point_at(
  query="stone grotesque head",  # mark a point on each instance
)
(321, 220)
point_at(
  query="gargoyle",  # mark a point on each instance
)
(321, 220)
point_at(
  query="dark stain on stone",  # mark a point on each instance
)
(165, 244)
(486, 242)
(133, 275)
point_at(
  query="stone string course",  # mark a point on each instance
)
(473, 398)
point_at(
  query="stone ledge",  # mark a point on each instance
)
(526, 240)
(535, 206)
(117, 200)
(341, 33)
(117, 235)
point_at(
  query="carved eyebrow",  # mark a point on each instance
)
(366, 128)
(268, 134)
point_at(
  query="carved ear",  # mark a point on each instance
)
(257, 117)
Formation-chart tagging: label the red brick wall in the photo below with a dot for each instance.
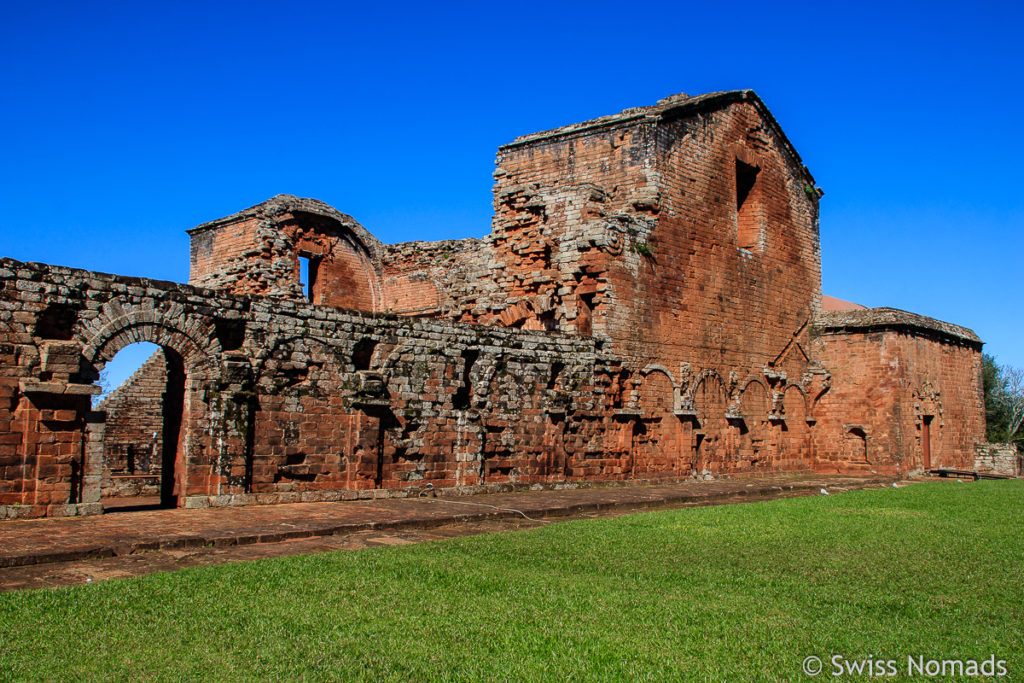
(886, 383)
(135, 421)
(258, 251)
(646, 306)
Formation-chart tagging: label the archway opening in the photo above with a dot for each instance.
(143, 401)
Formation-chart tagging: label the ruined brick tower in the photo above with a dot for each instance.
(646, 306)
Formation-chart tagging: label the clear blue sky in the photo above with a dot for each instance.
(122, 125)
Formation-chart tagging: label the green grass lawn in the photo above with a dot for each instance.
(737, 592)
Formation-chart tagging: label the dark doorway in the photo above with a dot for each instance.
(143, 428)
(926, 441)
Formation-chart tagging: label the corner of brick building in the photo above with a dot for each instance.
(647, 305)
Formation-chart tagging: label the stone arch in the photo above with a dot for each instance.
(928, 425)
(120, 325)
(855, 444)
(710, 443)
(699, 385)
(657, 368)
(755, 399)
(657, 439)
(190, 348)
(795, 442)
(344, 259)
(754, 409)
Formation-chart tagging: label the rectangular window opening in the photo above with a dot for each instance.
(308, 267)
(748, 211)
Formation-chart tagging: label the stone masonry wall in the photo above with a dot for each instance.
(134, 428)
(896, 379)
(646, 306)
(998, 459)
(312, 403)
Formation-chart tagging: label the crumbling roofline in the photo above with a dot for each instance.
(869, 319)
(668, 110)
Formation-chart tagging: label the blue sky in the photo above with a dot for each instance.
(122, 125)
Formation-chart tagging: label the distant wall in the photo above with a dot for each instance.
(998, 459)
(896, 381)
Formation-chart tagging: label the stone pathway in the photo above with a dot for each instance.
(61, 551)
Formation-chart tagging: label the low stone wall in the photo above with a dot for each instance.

# # # # # # #

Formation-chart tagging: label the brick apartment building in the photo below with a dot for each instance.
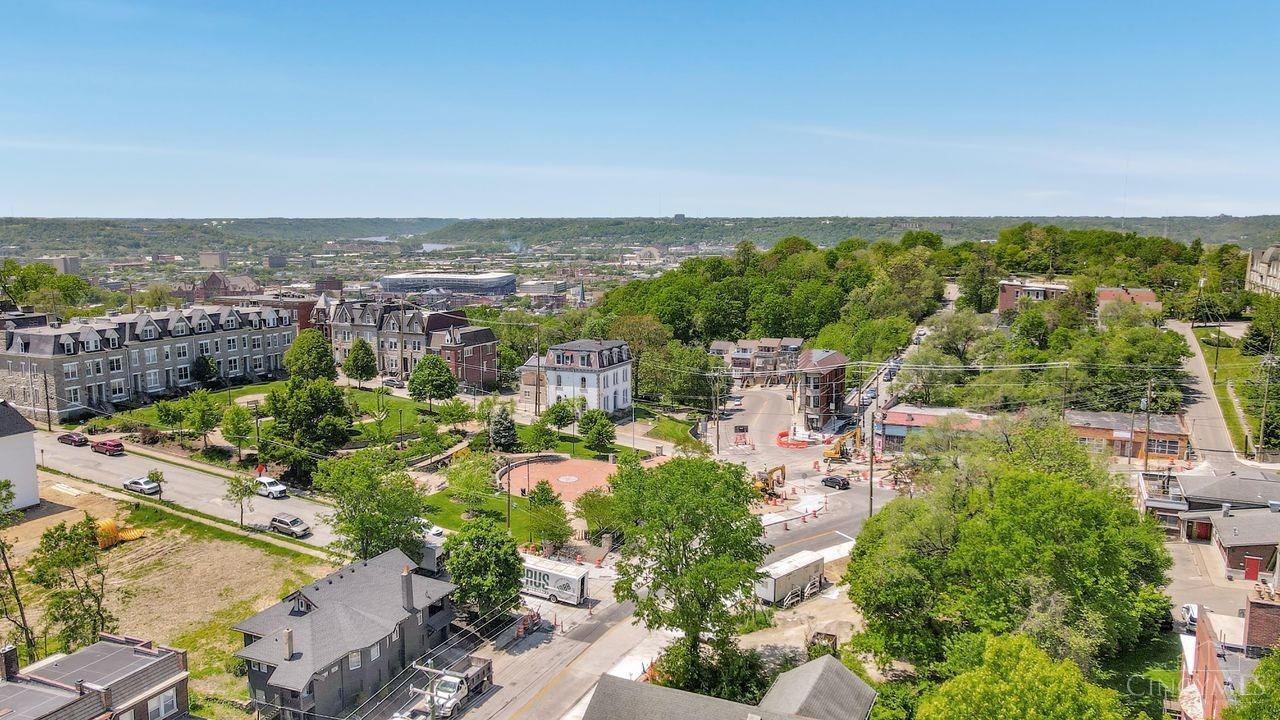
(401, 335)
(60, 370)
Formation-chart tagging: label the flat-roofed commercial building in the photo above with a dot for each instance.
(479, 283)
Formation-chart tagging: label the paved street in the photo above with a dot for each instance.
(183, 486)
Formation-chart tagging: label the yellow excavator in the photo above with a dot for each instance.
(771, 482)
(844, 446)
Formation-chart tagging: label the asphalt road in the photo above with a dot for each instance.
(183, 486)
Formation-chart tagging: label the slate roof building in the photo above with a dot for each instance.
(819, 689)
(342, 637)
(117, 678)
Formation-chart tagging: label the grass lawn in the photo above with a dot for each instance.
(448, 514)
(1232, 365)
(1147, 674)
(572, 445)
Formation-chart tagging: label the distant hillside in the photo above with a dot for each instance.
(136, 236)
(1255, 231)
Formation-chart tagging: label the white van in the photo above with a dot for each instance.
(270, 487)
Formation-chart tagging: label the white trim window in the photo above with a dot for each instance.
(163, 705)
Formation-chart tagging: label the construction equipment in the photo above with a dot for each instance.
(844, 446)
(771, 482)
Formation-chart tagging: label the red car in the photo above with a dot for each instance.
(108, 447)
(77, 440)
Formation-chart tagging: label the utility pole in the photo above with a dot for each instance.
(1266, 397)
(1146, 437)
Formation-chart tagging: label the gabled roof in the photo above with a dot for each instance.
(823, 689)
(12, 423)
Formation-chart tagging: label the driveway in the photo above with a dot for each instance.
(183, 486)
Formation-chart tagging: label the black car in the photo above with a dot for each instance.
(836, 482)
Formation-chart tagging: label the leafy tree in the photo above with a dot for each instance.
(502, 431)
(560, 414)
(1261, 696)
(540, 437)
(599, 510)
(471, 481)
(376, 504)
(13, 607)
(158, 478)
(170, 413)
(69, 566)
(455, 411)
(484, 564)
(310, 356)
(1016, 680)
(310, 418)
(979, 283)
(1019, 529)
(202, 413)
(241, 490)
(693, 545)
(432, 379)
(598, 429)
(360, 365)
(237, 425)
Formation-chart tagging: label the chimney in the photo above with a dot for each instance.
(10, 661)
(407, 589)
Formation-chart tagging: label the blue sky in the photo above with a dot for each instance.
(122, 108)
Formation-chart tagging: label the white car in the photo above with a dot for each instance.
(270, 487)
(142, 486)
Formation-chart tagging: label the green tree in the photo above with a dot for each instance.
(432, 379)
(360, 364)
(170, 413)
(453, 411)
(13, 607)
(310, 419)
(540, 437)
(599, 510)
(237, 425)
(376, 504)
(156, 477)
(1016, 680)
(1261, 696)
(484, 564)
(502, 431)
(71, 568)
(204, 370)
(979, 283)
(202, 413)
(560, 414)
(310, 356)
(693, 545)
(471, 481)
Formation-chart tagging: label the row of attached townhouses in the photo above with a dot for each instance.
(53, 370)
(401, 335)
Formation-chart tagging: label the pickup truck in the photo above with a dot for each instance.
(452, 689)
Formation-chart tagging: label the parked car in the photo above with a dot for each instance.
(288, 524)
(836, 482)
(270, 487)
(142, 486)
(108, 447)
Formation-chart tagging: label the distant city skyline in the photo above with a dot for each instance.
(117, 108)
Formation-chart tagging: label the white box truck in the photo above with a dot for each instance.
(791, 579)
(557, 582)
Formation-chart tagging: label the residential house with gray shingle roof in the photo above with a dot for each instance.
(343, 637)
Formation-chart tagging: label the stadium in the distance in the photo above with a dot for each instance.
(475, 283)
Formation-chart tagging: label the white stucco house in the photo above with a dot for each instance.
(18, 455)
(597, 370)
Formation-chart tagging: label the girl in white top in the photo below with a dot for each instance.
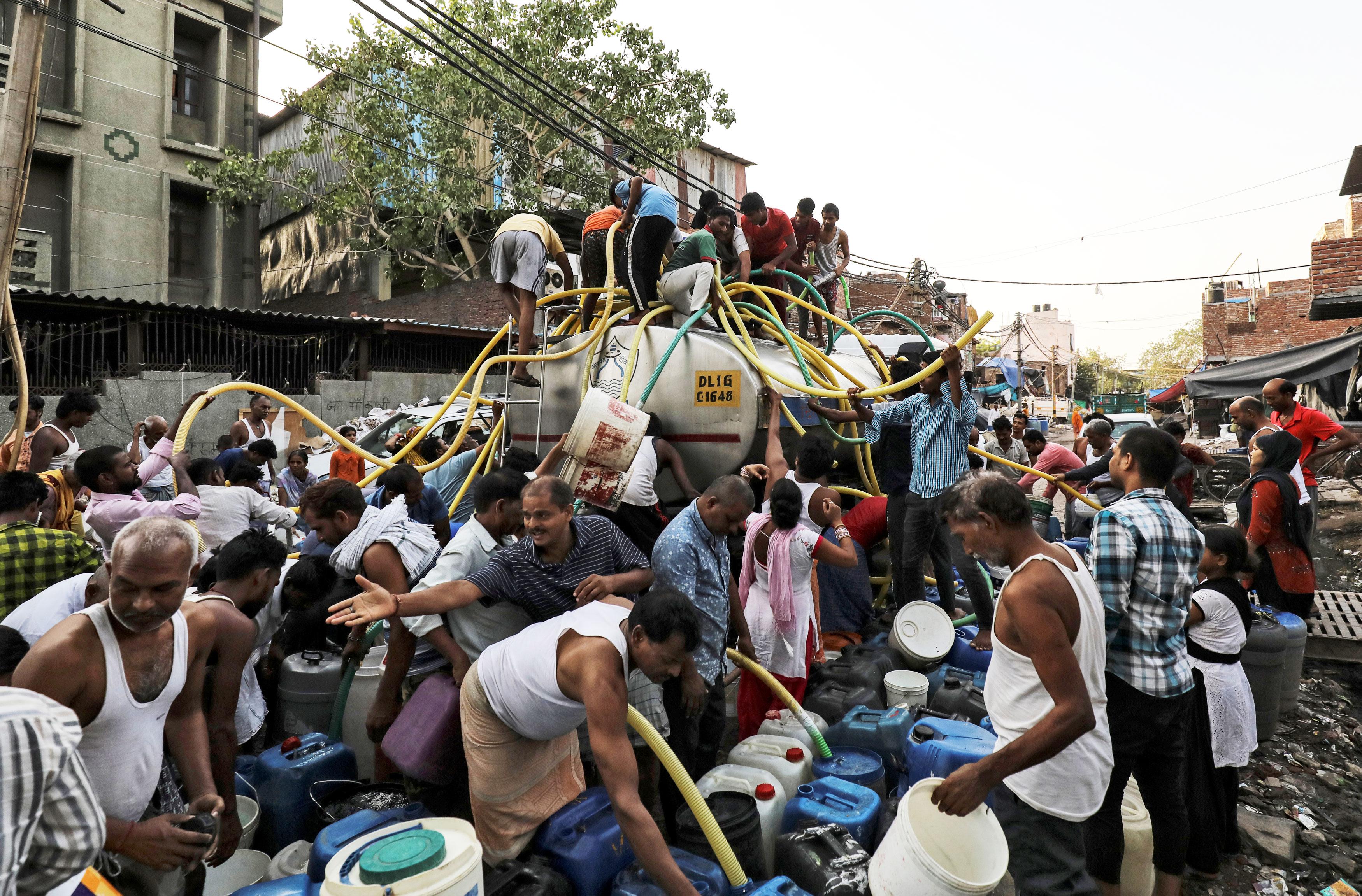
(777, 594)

# # # # # # #

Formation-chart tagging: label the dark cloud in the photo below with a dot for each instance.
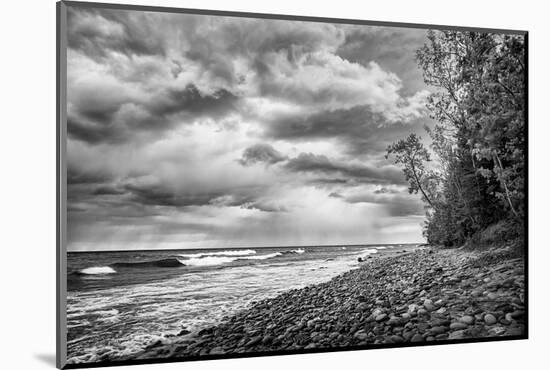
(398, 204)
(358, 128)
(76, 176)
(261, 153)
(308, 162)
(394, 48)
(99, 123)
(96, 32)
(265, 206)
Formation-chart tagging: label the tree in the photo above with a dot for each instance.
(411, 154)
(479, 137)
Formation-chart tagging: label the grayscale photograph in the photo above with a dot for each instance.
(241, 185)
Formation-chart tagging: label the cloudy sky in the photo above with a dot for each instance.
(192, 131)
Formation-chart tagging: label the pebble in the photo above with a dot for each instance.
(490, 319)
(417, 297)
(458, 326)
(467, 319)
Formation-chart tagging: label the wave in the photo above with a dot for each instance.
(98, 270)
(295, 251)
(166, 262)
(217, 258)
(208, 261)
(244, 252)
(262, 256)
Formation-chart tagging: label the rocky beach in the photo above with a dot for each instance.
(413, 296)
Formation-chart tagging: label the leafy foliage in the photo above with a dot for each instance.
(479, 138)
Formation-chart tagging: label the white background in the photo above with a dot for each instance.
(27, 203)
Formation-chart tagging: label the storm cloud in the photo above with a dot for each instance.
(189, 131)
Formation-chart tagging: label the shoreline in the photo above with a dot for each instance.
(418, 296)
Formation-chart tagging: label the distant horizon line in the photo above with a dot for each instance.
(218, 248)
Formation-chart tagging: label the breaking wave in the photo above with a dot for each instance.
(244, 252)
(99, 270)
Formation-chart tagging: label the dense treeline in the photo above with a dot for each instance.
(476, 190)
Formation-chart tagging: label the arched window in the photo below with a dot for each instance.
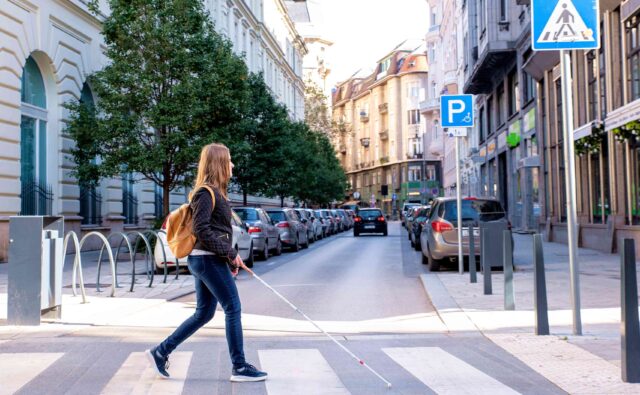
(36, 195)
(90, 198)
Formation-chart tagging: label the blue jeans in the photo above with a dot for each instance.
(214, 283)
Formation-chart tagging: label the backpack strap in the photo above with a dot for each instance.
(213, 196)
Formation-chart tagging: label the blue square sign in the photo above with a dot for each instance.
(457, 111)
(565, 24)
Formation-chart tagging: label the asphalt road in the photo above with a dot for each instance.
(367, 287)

# # # # # # #

Show every line of the listing that includes the word "mark".

  query="stone grotesque head",  # mark a point on each instance
  query="gargoyle",  # mark a point on each instance
  query="dark stain on stone",  # mark a point on each instance
  query="stone string course",  # mark a point on each instance
  query="stone ledge",  # mark a point on each instance
  query="carved eyebrow",  # mark a point on each instance
  query="carved ear",  # mark a point on each instance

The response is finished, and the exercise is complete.